What the exercise asks: Copy the listing below letter for letter, passing over each picture.

Available data:
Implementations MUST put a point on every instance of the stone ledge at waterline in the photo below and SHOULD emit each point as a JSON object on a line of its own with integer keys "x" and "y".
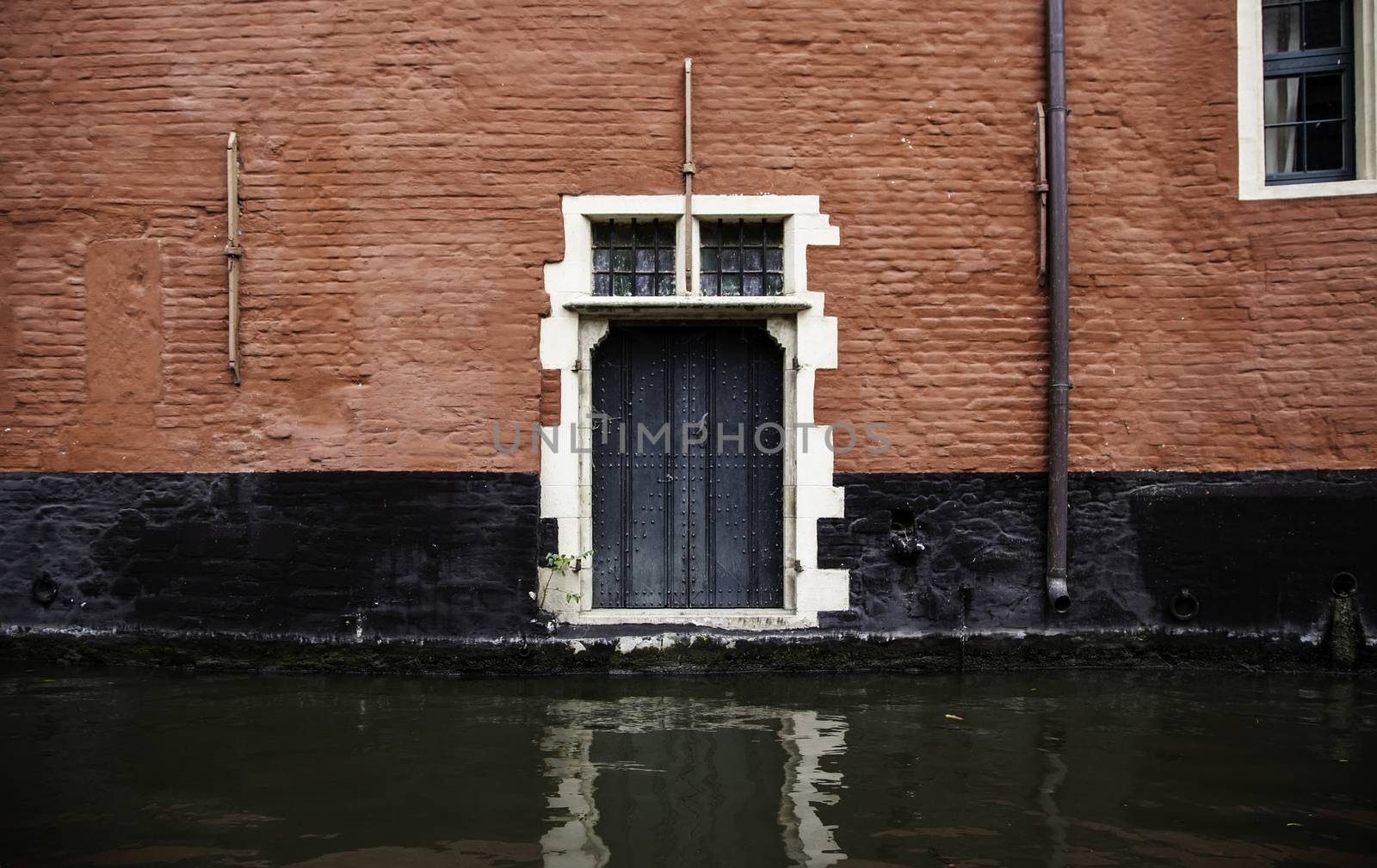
{"x": 1146, "y": 649}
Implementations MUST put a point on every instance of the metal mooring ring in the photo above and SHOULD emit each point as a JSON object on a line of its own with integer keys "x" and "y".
{"x": 45, "y": 590}
{"x": 1184, "y": 606}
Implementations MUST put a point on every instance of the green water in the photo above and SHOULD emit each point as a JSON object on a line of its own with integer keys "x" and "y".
{"x": 114, "y": 768}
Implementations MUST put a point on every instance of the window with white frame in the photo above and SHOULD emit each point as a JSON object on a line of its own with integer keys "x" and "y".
{"x": 1306, "y": 98}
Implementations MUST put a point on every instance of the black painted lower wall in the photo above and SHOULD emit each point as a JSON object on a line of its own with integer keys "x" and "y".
{"x": 452, "y": 556}
{"x": 1257, "y": 551}
{"x": 335, "y": 553}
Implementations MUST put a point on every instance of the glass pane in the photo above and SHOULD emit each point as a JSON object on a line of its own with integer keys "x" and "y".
{"x": 1281, "y": 99}
{"x": 1325, "y": 146}
{"x": 1324, "y": 23}
{"x": 1324, "y": 96}
{"x": 1281, "y": 29}
{"x": 1284, "y": 151}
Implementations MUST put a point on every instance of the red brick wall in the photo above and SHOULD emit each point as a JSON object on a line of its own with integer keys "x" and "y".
{"x": 403, "y": 164}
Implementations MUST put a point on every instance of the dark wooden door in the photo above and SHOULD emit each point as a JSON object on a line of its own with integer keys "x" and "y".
{"x": 688, "y": 520}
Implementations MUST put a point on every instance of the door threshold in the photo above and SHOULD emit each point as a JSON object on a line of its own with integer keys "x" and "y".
{"x": 727, "y": 619}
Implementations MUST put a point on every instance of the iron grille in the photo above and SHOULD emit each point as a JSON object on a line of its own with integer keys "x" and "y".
{"x": 633, "y": 257}
{"x": 741, "y": 257}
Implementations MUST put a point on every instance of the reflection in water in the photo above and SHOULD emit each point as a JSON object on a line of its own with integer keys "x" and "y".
{"x": 1106, "y": 769}
{"x": 806, "y": 737}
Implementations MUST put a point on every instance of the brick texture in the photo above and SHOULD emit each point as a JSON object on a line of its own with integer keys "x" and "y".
{"x": 403, "y": 164}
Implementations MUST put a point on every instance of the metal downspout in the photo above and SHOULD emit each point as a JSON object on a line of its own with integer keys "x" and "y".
{"x": 1059, "y": 268}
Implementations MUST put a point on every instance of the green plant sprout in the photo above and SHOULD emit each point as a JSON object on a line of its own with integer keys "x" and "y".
{"x": 561, "y": 564}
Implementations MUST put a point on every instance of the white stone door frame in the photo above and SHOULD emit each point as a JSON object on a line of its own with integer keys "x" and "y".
{"x": 578, "y": 321}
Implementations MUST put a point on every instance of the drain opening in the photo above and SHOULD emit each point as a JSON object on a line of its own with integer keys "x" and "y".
{"x": 1184, "y": 606}
{"x": 1344, "y": 585}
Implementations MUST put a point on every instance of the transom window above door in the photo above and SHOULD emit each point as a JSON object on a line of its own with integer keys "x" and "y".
{"x": 741, "y": 257}
{"x": 736, "y": 257}
{"x": 633, "y": 257}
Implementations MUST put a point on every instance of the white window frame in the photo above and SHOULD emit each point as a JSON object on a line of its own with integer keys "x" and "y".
{"x": 578, "y": 321}
{"x": 1252, "y": 151}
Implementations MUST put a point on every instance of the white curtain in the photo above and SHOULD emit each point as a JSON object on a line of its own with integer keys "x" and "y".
{"x": 1281, "y": 96}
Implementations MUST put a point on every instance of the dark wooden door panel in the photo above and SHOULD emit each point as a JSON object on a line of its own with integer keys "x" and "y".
{"x": 688, "y": 518}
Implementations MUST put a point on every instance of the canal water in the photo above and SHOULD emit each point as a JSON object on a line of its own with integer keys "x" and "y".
{"x": 124, "y": 768}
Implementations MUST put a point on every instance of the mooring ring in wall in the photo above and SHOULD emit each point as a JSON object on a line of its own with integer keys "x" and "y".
{"x": 43, "y": 590}
{"x": 1184, "y": 606}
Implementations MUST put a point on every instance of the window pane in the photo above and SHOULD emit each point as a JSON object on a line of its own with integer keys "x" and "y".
{"x": 1281, "y": 29}
{"x": 1281, "y": 99}
{"x": 1324, "y": 96}
{"x": 1324, "y": 23}
{"x": 1325, "y": 146}
{"x": 1282, "y": 151}
{"x": 737, "y": 256}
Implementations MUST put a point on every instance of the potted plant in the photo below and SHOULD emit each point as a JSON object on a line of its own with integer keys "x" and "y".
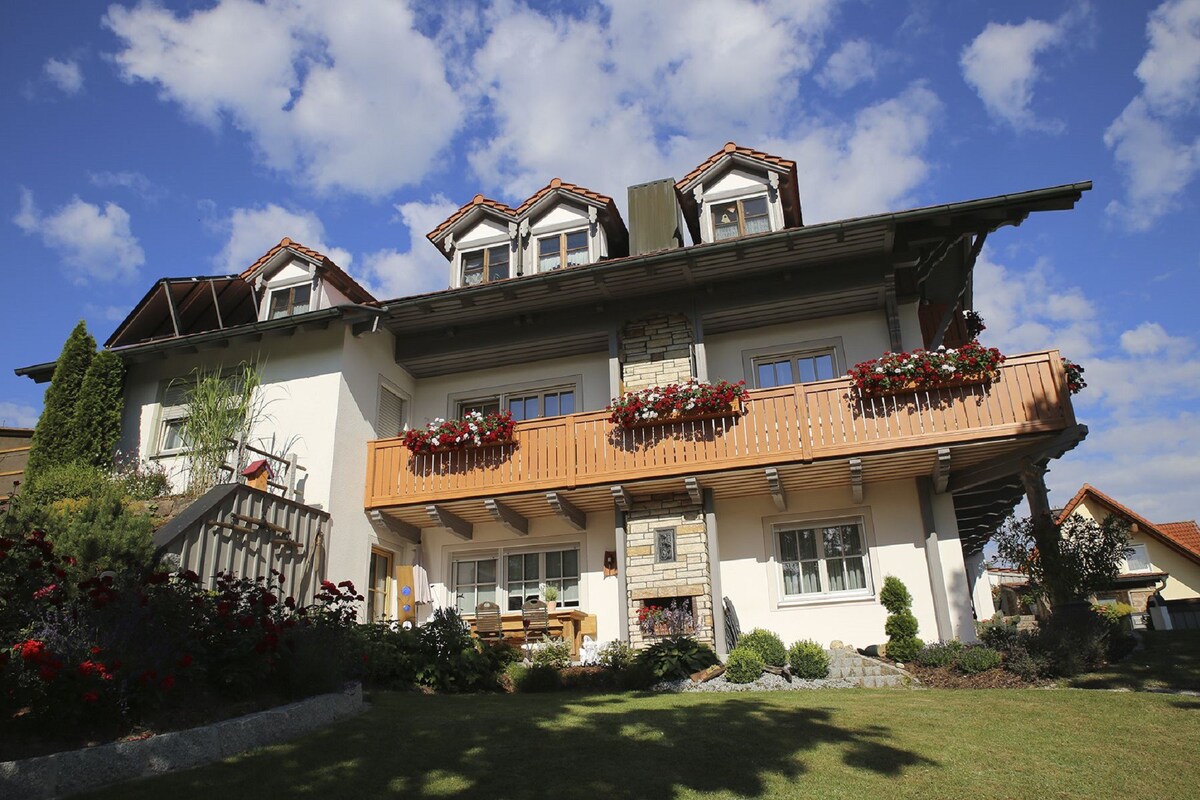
{"x": 693, "y": 400}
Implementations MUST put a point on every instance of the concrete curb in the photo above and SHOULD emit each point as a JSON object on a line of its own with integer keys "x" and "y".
{"x": 61, "y": 774}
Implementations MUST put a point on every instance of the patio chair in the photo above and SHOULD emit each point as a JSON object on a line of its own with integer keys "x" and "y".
{"x": 487, "y": 621}
{"x": 535, "y": 620}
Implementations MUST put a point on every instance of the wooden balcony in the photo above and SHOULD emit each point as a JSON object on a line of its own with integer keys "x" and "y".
{"x": 789, "y": 425}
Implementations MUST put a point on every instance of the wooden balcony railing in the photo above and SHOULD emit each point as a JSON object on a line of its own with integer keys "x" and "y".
{"x": 789, "y": 423}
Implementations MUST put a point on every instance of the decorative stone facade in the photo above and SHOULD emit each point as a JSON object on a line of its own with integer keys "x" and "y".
{"x": 655, "y": 350}
{"x": 687, "y": 576}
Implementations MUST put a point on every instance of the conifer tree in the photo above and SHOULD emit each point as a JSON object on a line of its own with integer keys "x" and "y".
{"x": 53, "y": 439}
{"x": 96, "y": 425}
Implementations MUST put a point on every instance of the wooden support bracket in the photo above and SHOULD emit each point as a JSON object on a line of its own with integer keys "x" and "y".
{"x": 575, "y": 516}
{"x": 856, "y": 479}
{"x": 622, "y": 498}
{"x": 450, "y": 521}
{"x": 777, "y": 488}
{"x": 397, "y": 527}
{"x": 942, "y": 470}
{"x": 507, "y": 516}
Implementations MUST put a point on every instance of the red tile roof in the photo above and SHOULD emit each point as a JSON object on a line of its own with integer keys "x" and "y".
{"x": 1181, "y": 536}
{"x": 334, "y": 274}
{"x": 729, "y": 149}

Solved problem:
Implementations MUST put a point on every instance of the stone ledge at waterline in the photo below and SHOULD emit each point as a JSON object on a line of its own with integer keys "x" and "y".
{"x": 1146, "y": 649}
Implementations MUST put a point on every instance of the metal mooring ring in the photo above and SHOULD emit each point as a JSON object on a line of its own with integer keys "x" and "y".
{"x": 45, "y": 590}
{"x": 1184, "y": 606}
Implementations MUST put a point on every instance of the green water in the photo above and SHOULD emit each point as a JSON object on a line of its own with integer keys "x" and "y".
{"x": 114, "y": 768}
Implementations MUST put a point on every instance of the window with white frame in the photo above and SHOULD emit each point as a JSON object on a line of its own with integer keys "x" and "y".
{"x": 1306, "y": 98}
Implementations MUST put a point on every instance of the black painted lower wall in the photo above and SHOULD emit each point as a JSON object on a line of its own with integer keys "x" and "y".
{"x": 452, "y": 556}
{"x": 1257, "y": 551}
{"x": 335, "y": 553}
Implementations MUST put a point on every instance of the glass pane in the photo above and SHOULD emit each point as a JSON object on a line of its own with integer keys "x" and "y".
{"x": 1281, "y": 99}
{"x": 1325, "y": 146}
{"x": 1324, "y": 23}
{"x": 1324, "y": 96}
{"x": 1281, "y": 29}
{"x": 1284, "y": 151}
Implementations MUST put a point on every instance of the red brick wall in the photo above and SHOULD emit each point as a JSON object on a line of its own with integer keys "x" and "y".
{"x": 403, "y": 164}
Implementations MUST put a point on every instance of the dark wooden door in the photo above and SHOULD emit each point as a JSON object on a line of its own with integer keys "x" and "y".
{"x": 688, "y": 520}
Implementations MUST put a point on every instance of the door threshold in the photo above and SHOULD emit each point as a JSON object on a line of its own with integer keys "x" and "y".
{"x": 727, "y": 619}
Implementations MUST put a point on every instance of the iron grille in the photo above and SHOULD emit each point as a JSON object on a line of its own with integer keys "x" and "y".
{"x": 633, "y": 257}
{"x": 741, "y": 257}
Implementations MUST put a point on every instance of the reflection in water in the photo above and SHOULD emit each point as a JSON object on a line of its own with integer keys "x" and "y".
{"x": 1106, "y": 769}
{"x": 806, "y": 737}
Implementations MUST put a point on every instance of the brick texture in the photo above and SHOULD emit each point as a JSON object on a line of its own with integer keys "x" and "y".
{"x": 403, "y": 164}
Implementations MUST put a point on every instance of the metal downspout in the photo above and SHOULD emit each point as a JSON object on a line of its own with integer keys "x" and "y".
{"x": 1059, "y": 268}
Implementations MUST put a point on every instance of the green plant sprout in the photo above and SHOULD emit each point as a JSON object on a line of its own with integer keys "x" and "y".
{"x": 561, "y": 564}
Implementations MUST put a point on every instance of the white stone door frame in the photo above and SHOULD emit each point as a JSON object on a line of its own with integer keys "x" and "y".
{"x": 578, "y": 321}
Implementations MUST put a point on every instance of the drain opening in the photo above and SHOULD emit each point as a JSON object on a line of its own with integer keys "x" and "y".
{"x": 1184, "y": 606}
{"x": 1344, "y": 585}
Implementations MUST put a point on every instance of the transom window above door in the photo above and SHOULD emit each point as a JSON object on a line of its own with integer keys "x" and "y".
{"x": 741, "y": 257}
{"x": 736, "y": 257}
{"x": 633, "y": 257}
Implementations MUST put a point on every instance of the white window frame in the photo above and SHOULD emit each point as a JSON object on a line of its own with integer keys "x" and "y".
{"x": 578, "y": 321}
{"x": 1252, "y": 151}
Implementations MUST put a point on every instance of the white curtain in the photo above and SHOULD emit each point as a JSON object on a line of its own with integer keys "x" and "y".
{"x": 1281, "y": 96}
Implementations MUST put a point on every instance of the dark wooden door panel in the photo above and SHOULD emit each point as a JSON object on a line of its own with integer keys "x" and "y".
{"x": 688, "y": 518}
Implementations MUST put a point on every instance of the canal water in the photo above and SHOULD emit each point as a JSON object on a line of its own with integer keys "x" and "y".
{"x": 124, "y": 768}
Implementations MUST put a point on every instance of the mooring ring in wall in the photo above and SHOULD emit each point as a JSON object on a line of its own with integer keys "x" and "y".
{"x": 43, "y": 590}
{"x": 1184, "y": 606}
Implementations MUST put a point on every instance of the window pane in the photo above and SHOULD emit each point as a JSON object on a line of its own with integer keys "x" and "y".
{"x": 1281, "y": 29}
{"x": 1281, "y": 99}
{"x": 1324, "y": 96}
{"x": 1324, "y": 23}
{"x": 1325, "y": 146}
{"x": 1282, "y": 151}
{"x": 737, "y": 256}
Implementations MUST put a point on every instance of the potted plant in the photo below and SHOULD emit each point as a JSON object on a line of its own with integer keys "x" and "y".
{"x": 693, "y": 400}
Implementations MUST put a point on every instance of the concrete curb in the photo above and SHOULD emit each point as a JSON object on a line of its own with integer keys "x" and "y".
{"x": 61, "y": 774}
Implementations MUST put a point on every instance of the patio chair in the photo above and SHOULD emit each point as a JSON object on a line of its own with integer keys "x" and "y".
{"x": 487, "y": 621}
{"x": 535, "y": 620}
Implementations MUST put a point on every instance of the wooden balcony in the photo above and SHOULD emit each point as a JSON object on a line of its own with integer keys "x" and "y".
{"x": 789, "y": 425}
Implementations MUST put a point on every instance of the wooden balcony railing in the photo above and SHOULD emit each point as a JSON object on a line of its own with integer keys "x" and "y".
{"x": 789, "y": 423}
Implementations MUST put a point on every instance of the decorative stone facade in the photo above and SHOULD emit each point as a JSON object on a line of its own with integer keys "x" and "y".
{"x": 655, "y": 350}
{"x": 687, "y": 576}
Implementations MUST put a point on every instance of the conifer tree in the photo above and SHOULD emit each point as a JSON object on a line of its own with integer keys "x" and "y".
{"x": 53, "y": 439}
{"x": 96, "y": 425}
Implementations MUST put a point on every instance of the wooden support bracket in the photo above and SHOULD emit each point as a JSON object on a line of its own with integer keys "x" and "y".
{"x": 575, "y": 516}
{"x": 856, "y": 479}
{"x": 622, "y": 498}
{"x": 450, "y": 521}
{"x": 777, "y": 488}
{"x": 397, "y": 527}
{"x": 942, "y": 470}
{"x": 507, "y": 516}
Implementations MUST put a point on every instance of the red tile roof in the photo above and SHOULD emit each point as a JSON object on a line of its own with integer keys "x" and "y".
{"x": 1181, "y": 536}
{"x": 334, "y": 274}
{"x": 729, "y": 149}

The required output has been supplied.